## 本文抜粋
════

成上り / 海人

2021/12/17

国立能楽堂(千駄ヶ谷)の定例公演で、狂言「成上り」と能「海人」。

先月に引き続き「演出の様々な形」との副題のもと、異なる流儀・小書による「成上り」と「海人」(観世流は「海士」)を見比べるという趣向です。

小雨模様の夜の国立能楽堂。まだ雪になるほどの寒さではありません。

成上り

先月の大蔵流に対し今月は和泉流で、参籠するところは鞍馬寺。寅の月・日・刻に毘沙門天(多聞天)が出現した奇瑞に因んで一年の最初の寅の日(初寅)に参拝する習慣があり、これを下敷きにして太郎冠者は道行の際に「息災なのは多聞天のおかげ」と述べています。大蔵流での「あ〜ら、ありがたや」はなく、その代わりに「じゃがじゃが」と鐘を撞く仕草があってから、座して無声で拝む所作。寝入るときも主は脇柱近く、太郎冠者は常座と距離があり、そこへやってきたすっぱは太郎冠者の太刀を盗ろうとして一度は寝ぼけた太郎冠者に驚き退散、しばしの思慮の末に青竹を後見から受け取ってまんまとすり替えに成功すると一ノ松でひとしきり喜んでみせてから後見座でクツロギます。

════

## 課題の指示
上の本文抜粋について、次の (a)〜(c) がその内容と一致するかを「はい」または「いいえ」で答え、判断の決め手となる本文の語句を正確に引用しなさい。(a) 今月の「成上り」は大蔵流で演じられた。(b) 「成上り」で参籠する場所は鞍馬寺である。(c) 公演の夜には雪が降っていた。

## 提供データ
════

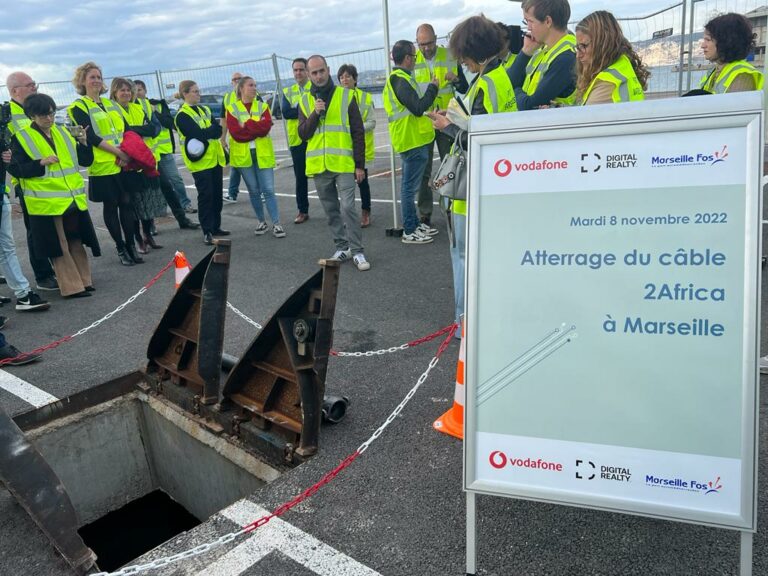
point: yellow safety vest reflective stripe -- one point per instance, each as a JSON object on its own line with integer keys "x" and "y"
{"x": 330, "y": 148}
{"x": 626, "y": 86}
{"x": 62, "y": 184}
{"x": 163, "y": 140}
{"x": 293, "y": 94}
{"x": 107, "y": 124}
{"x": 240, "y": 152}
{"x": 365, "y": 103}
{"x": 540, "y": 63}
{"x": 439, "y": 66}
{"x": 720, "y": 83}
{"x": 406, "y": 131}
{"x": 214, "y": 155}
{"x": 498, "y": 94}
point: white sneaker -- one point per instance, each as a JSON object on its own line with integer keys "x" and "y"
{"x": 416, "y": 237}
{"x": 341, "y": 255}
{"x": 361, "y": 263}
{"x": 427, "y": 230}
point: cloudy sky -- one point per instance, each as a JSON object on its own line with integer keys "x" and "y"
{"x": 49, "y": 38}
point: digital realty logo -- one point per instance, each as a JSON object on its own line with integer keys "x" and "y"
{"x": 711, "y": 487}
{"x": 588, "y": 470}
{"x": 699, "y": 159}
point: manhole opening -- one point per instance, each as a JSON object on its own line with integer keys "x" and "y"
{"x": 135, "y": 529}
{"x": 139, "y": 472}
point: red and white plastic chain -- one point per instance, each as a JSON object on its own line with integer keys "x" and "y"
{"x": 60, "y": 341}
{"x": 283, "y": 508}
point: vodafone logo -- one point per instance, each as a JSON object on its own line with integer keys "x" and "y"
{"x": 499, "y": 460}
{"x": 502, "y": 168}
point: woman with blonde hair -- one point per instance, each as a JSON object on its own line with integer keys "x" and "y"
{"x": 104, "y": 127}
{"x": 148, "y": 201}
{"x": 608, "y": 68}
{"x": 203, "y": 155}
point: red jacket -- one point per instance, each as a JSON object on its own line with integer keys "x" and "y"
{"x": 141, "y": 155}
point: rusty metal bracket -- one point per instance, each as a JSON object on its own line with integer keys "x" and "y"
{"x": 276, "y": 388}
{"x": 38, "y": 489}
{"x": 187, "y": 345}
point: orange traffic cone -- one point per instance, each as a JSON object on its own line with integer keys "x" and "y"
{"x": 452, "y": 422}
{"x": 182, "y": 267}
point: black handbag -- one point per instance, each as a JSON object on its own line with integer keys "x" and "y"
{"x": 451, "y": 179}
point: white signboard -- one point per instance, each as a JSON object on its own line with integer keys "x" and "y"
{"x": 613, "y": 270}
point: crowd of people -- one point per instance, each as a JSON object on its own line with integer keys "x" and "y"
{"x": 127, "y": 140}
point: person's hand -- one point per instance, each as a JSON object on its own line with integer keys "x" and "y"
{"x": 530, "y": 45}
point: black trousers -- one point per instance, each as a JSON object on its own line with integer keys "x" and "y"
{"x": 299, "y": 156}
{"x": 40, "y": 266}
{"x": 210, "y": 187}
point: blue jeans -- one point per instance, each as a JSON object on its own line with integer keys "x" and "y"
{"x": 169, "y": 174}
{"x": 413, "y": 162}
{"x": 260, "y": 182}
{"x": 234, "y": 184}
{"x": 9, "y": 262}
{"x": 458, "y": 262}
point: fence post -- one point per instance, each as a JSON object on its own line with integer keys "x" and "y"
{"x": 279, "y": 97}
{"x": 682, "y": 51}
{"x": 160, "y": 85}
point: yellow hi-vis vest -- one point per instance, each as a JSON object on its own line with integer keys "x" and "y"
{"x": 406, "y": 131}
{"x": 626, "y": 86}
{"x": 330, "y": 148}
{"x": 441, "y": 64}
{"x": 240, "y": 152}
{"x": 293, "y": 94}
{"x": 498, "y": 94}
{"x": 62, "y": 184}
{"x": 152, "y": 143}
{"x": 19, "y": 121}
{"x": 214, "y": 155}
{"x": 108, "y": 125}
{"x": 719, "y": 84}
{"x": 164, "y": 139}
{"x": 539, "y": 64}
{"x": 365, "y": 103}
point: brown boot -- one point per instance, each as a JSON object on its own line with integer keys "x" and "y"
{"x": 150, "y": 241}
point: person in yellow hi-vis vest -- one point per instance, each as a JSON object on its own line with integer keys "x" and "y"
{"x": 289, "y": 107}
{"x": 46, "y": 160}
{"x": 330, "y": 124}
{"x": 104, "y": 128}
{"x": 229, "y": 99}
{"x": 347, "y": 76}
{"x": 609, "y": 71}
{"x": 435, "y": 62}
{"x": 20, "y": 85}
{"x": 477, "y": 41}
{"x": 728, "y": 40}
{"x": 543, "y": 74}
{"x": 203, "y": 155}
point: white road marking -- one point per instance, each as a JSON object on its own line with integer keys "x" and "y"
{"x": 24, "y": 390}
{"x": 285, "y": 538}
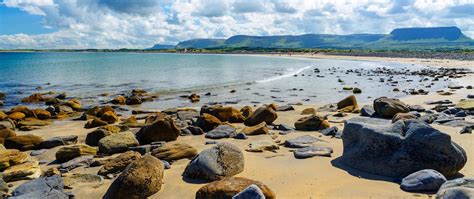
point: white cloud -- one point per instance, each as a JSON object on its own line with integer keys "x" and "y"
{"x": 139, "y": 24}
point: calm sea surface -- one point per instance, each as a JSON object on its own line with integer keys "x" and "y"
{"x": 256, "y": 79}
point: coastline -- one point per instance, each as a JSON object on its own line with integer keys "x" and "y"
{"x": 318, "y": 177}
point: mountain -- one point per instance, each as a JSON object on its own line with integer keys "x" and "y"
{"x": 162, "y": 47}
{"x": 398, "y": 39}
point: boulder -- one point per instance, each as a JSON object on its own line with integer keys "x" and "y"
{"x": 16, "y": 116}
{"x": 311, "y": 123}
{"x": 251, "y": 192}
{"x": 119, "y": 100}
{"x": 220, "y": 161}
{"x": 117, "y": 143}
{"x": 67, "y": 153}
{"x": 246, "y": 111}
{"x": 161, "y": 129}
{"x": 42, "y": 114}
{"x": 265, "y": 114}
{"x": 261, "y": 146}
{"x": 259, "y": 129}
{"x": 426, "y": 180}
{"x": 46, "y": 187}
{"x": 24, "y": 171}
{"x": 461, "y": 188}
{"x": 23, "y": 142}
{"x": 92, "y": 138}
{"x": 96, "y": 122}
{"x": 410, "y": 143}
{"x": 229, "y": 187}
{"x": 388, "y": 107}
{"x": 222, "y": 131}
{"x": 367, "y": 111}
{"x": 312, "y": 151}
{"x": 141, "y": 179}
{"x": 308, "y": 111}
{"x": 403, "y": 116}
{"x": 80, "y": 161}
{"x": 224, "y": 114}
{"x": 348, "y": 105}
{"x": 119, "y": 163}
{"x": 109, "y": 117}
{"x": 208, "y": 122}
{"x": 171, "y": 152}
{"x": 10, "y": 157}
{"x": 59, "y": 141}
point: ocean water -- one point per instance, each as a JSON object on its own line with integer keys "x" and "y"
{"x": 256, "y": 79}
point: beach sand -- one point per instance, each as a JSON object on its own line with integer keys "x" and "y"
{"x": 317, "y": 177}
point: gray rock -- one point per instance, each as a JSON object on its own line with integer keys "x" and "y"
{"x": 423, "y": 181}
{"x": 76, "y": 162}
{"x": 221, "y": 160}
{"x": 461, "y": 188}
{"x": 222, "y": 131}
{"x": 367, "y": 111}
{"x": 59, "y": 141}
{"x": 285, "y": 108}
{"x": 251, "y": 192}
{"x": 374, "y": 146}
{"x": 301, "y": 141}
{"x": 46, "y": 187}
{"x": 312, "y": 151}
{"x": 331, "y": 131}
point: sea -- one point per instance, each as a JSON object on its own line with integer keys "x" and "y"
{"x": 253, "y": 79}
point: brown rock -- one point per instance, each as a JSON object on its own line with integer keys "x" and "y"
{"x": 42, "y": 114}
{"x": 119, "y": 163}
{"x": 224, "y": 114}
{"x": 308, "y": 111}
{"x": 67, "y": 153}
{"x": 10, "y": 157}
{"x": 246, "y": 111}
{"x": 263, "y": 114}
{"x": 109, "y": 117}
{"x": 141, "y": 179}
{"x": 348, "y": 105}
{"x": 171, "y": 152}
{"x": 258, "y": 129}
{"x": 23, "y": 142}
{"x": 311, "y": 123}
{"x": 228, "y": 187}
{"x": 208, "y": 122}
{"x": 17, "y": 116}
{"x": 162, "y": 129}
{"x": 95, "y": 123}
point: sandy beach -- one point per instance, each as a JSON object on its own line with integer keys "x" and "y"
{"x": 288, "y": 177}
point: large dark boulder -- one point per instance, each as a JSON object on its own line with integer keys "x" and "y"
{"x": 378, "y": 147}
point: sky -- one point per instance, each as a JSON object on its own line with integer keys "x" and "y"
{"x": 78, "y": 24}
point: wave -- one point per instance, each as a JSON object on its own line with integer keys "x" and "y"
{"x": 289, "y": 74}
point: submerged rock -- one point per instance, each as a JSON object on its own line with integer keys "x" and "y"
{"x": 220, "y": 161}
{"x": 411, "y": 143}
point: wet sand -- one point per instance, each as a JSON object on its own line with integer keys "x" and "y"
{"x": 317, "y": 177}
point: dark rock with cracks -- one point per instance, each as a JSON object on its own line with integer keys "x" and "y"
{"x": 375, "y": 146}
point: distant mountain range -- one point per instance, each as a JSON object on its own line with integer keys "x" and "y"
{"x": 398, "y": 39}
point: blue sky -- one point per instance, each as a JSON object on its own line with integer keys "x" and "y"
{"x": 142, "y": 23}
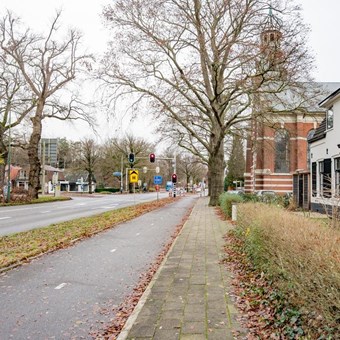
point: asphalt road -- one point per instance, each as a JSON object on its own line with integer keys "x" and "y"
{"x": 68, "y": 293}
{"x": 21, "y": 218}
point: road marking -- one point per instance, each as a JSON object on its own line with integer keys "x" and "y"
{"x": 62, "y": 285}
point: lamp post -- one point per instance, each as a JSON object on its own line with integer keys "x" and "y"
{"x": 9, "y": 160}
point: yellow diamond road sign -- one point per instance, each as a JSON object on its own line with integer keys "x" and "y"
{"x": 133, "y": 176}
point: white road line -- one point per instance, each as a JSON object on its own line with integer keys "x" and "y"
{"x": 62, "y": 285}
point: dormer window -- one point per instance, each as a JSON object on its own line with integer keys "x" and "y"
{"x": 330, "y": 117}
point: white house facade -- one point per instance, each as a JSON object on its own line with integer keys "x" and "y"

════

## 正答
(a) いいえ。「先月の大蔵流に対し今月は和泉流で」
(b) はい。「参籠するところは鞍馬寺」
(c) いいえ。「小雨模様の夜の国立能楽堂。まだ雪になるほどの寒さではありません。」